Starting at the line that contains "Put a point on the orange" and continuing through the end of the records, write out every line again, requests included, and move each point by adding -15 to both of its coordinates in the answers. Give only those lines.

Rows from a dataset:

********

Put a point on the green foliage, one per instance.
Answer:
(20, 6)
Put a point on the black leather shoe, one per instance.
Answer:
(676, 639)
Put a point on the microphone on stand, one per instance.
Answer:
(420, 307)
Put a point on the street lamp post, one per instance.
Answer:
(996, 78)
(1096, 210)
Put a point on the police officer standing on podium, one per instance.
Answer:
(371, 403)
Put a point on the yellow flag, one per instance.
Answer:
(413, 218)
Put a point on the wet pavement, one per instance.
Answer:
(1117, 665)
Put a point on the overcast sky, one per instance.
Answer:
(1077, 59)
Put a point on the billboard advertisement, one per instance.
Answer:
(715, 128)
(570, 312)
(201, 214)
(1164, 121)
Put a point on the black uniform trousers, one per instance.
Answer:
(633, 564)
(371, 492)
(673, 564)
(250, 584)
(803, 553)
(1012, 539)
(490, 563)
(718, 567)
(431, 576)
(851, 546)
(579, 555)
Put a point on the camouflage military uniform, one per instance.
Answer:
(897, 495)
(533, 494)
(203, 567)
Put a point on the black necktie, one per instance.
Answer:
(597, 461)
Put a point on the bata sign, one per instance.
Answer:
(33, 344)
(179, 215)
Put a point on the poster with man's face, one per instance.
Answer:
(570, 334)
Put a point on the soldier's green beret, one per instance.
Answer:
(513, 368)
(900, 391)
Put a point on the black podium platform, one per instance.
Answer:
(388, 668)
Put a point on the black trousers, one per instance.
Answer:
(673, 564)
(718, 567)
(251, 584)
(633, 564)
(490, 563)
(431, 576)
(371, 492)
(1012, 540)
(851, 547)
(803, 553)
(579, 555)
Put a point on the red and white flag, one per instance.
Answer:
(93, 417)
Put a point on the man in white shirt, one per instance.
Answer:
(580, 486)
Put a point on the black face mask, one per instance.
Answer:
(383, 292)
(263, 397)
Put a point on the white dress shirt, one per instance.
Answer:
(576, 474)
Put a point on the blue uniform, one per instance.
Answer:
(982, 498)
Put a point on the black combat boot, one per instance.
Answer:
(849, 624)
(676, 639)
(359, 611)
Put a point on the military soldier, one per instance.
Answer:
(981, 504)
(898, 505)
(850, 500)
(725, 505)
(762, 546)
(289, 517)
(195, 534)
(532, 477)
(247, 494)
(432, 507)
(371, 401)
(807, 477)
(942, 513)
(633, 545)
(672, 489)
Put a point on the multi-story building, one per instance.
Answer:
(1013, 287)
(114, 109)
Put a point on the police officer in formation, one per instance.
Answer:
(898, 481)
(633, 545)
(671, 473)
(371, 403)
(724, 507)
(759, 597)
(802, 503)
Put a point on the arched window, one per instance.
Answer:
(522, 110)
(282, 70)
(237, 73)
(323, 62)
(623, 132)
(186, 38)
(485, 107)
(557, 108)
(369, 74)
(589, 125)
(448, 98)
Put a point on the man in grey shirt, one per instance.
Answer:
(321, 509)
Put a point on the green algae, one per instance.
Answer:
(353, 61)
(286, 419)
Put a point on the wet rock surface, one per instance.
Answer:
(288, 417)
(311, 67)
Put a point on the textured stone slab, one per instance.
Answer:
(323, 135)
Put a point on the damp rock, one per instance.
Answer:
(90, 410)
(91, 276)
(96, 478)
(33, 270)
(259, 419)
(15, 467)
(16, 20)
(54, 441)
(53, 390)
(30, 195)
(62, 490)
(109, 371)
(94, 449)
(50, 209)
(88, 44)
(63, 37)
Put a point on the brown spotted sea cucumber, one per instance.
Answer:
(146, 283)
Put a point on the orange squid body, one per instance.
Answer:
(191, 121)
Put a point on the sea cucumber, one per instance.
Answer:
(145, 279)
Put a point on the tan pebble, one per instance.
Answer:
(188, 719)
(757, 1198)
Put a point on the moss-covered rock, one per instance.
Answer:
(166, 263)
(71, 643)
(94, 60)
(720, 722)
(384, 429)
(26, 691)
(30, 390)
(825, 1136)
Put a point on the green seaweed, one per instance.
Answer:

********

### Written response
Put a point on the orange squid body, one per instance.
Answer:
(176, 106)
Put a point on the sea cucumber, one per instance.
Answer:
(130, 264)
Put a point on the tan pebble, one per instance.
Answer:
(173, 704)
(742, 1183)
Put a point on the moss-covered rock, one per instance.
Answer:
(151, 248)
(56, 628)
(79, 45)
(705, 707)
(369, 414)
(11, 676)
(15, 375)
(810, 1121)
Put a point on the green seaweed, one per instance.
Answer:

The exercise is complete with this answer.